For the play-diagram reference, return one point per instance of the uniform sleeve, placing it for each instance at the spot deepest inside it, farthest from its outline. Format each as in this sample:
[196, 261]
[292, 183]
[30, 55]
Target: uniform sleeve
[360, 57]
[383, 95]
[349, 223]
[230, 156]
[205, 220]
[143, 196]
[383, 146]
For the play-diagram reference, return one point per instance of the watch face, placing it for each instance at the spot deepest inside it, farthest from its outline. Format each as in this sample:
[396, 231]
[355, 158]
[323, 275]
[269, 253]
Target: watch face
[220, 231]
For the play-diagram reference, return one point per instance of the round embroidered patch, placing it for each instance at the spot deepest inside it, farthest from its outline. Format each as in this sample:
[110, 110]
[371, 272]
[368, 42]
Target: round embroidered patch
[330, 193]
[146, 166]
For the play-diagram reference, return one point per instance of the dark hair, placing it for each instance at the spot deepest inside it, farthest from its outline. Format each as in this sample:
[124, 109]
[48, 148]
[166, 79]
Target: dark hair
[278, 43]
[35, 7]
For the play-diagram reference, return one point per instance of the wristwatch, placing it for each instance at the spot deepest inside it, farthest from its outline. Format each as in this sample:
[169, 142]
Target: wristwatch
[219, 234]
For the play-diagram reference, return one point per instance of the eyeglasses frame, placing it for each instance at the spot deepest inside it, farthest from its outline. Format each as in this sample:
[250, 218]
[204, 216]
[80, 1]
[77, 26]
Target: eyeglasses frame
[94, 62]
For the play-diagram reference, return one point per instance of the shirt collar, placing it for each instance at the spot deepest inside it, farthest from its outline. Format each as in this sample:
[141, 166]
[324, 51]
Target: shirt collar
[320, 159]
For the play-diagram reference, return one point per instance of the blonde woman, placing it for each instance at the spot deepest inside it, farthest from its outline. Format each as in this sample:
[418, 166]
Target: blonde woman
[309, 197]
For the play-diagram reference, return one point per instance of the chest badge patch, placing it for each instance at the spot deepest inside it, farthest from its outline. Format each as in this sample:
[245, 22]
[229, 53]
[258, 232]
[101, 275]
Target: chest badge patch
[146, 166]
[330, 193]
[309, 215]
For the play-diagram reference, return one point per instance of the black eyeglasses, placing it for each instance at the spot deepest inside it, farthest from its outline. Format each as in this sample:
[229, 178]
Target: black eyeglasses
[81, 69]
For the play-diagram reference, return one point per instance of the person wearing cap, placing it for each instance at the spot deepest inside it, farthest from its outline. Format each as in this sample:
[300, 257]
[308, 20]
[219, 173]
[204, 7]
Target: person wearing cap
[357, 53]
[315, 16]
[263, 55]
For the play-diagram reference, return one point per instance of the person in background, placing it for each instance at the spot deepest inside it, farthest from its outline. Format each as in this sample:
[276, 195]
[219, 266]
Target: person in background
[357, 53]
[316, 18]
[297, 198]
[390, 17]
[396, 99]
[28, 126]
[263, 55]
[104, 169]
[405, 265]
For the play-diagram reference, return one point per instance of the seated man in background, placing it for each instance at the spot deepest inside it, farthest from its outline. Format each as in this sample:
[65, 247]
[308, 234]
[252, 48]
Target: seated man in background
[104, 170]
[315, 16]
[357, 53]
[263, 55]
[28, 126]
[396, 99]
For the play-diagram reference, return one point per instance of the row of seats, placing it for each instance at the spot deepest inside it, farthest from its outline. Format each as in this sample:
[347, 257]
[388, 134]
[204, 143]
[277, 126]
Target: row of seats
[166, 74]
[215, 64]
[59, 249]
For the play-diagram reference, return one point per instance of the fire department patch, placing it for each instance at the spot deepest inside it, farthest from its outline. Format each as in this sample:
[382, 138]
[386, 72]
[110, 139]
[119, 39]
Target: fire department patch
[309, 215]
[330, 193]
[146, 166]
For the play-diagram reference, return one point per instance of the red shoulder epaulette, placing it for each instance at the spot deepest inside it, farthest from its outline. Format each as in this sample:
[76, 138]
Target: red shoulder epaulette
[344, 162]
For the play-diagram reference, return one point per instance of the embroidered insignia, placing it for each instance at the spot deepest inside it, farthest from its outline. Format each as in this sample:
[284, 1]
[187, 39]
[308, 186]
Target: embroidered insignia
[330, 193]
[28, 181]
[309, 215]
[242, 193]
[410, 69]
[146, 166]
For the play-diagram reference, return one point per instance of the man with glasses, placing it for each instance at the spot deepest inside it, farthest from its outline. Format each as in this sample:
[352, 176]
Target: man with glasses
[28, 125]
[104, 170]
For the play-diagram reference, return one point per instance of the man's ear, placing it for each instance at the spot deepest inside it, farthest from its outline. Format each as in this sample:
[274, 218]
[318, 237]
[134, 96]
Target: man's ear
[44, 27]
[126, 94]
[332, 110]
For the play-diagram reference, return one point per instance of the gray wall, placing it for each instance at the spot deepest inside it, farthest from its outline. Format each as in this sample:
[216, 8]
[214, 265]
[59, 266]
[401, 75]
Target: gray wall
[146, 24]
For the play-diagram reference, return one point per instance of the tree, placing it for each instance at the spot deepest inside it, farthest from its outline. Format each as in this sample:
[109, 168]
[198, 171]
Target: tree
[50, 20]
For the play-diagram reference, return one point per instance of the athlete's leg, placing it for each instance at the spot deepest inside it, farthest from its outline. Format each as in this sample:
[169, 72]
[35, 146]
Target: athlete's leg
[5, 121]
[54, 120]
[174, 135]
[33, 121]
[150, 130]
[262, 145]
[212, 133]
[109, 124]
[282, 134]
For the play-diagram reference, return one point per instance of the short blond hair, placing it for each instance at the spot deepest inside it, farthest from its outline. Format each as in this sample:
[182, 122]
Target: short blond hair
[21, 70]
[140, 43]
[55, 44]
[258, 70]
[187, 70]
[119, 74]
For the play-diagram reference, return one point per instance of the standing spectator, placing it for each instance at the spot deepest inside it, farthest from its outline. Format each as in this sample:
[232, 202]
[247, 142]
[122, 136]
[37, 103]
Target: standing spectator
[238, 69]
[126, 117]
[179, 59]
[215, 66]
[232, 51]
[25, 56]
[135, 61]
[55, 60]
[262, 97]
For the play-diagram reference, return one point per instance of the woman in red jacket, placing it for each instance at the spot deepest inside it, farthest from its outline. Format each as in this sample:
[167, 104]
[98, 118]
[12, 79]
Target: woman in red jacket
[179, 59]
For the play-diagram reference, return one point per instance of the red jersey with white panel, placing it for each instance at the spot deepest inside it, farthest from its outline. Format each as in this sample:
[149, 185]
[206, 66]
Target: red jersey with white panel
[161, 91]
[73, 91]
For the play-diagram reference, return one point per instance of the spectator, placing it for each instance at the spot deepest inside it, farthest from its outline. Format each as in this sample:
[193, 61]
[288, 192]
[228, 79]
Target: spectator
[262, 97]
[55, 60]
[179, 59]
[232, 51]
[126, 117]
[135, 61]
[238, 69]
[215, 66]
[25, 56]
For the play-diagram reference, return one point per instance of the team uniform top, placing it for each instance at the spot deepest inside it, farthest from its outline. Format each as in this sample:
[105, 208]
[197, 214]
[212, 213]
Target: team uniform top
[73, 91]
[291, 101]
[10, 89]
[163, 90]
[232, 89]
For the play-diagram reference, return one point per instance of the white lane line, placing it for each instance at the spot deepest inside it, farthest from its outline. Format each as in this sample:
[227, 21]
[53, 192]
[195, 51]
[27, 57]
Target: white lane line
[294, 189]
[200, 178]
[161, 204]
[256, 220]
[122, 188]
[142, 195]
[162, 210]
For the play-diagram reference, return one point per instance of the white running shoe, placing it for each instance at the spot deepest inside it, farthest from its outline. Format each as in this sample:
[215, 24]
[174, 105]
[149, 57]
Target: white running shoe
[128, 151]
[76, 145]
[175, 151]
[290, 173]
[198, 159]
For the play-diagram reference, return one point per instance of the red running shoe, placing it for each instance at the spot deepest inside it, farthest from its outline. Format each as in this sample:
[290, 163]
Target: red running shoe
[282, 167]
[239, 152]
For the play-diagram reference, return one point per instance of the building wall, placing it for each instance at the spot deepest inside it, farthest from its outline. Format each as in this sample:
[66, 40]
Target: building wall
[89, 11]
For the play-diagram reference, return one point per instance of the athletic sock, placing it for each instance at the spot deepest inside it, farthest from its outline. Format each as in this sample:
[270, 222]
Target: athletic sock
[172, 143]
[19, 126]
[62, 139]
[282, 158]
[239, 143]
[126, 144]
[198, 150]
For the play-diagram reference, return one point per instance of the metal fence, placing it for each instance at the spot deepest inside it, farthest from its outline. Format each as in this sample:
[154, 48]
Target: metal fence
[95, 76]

....................

▶ [TASK REQUIREMENTS]:
Find "of the building" in the data above, then repeat that line and all lines after it exactly, ending with the final line.

▶ [CORRECT OUTPUT]:
For the play-diagram reference, return one point per instance of the building wall, placing it for each instance at the spot deepest inside it, farthest from its outline. Format each as in this sample:
[66, 40]
Target: building wall
[89, 11]
For the play-diagram reference, return one point per instance of the athletic sock, placing it for each instance at the spot deepest inside it, farthest from its outline. Format each as in this sample:
[270, 222]
Target: athletic sock
[172, 143]
[19, 126]
[62, 139]
[282, 158]
[239, 143]
[126, 144]
[198, 150]
For the play-diagram reference, return one point per instance of the metal fence, placing it for each instance at the spot deepest inside it, farthest from its outline. Format each as in this sample:
[154, 48]
Target: metal fence
[95, 76]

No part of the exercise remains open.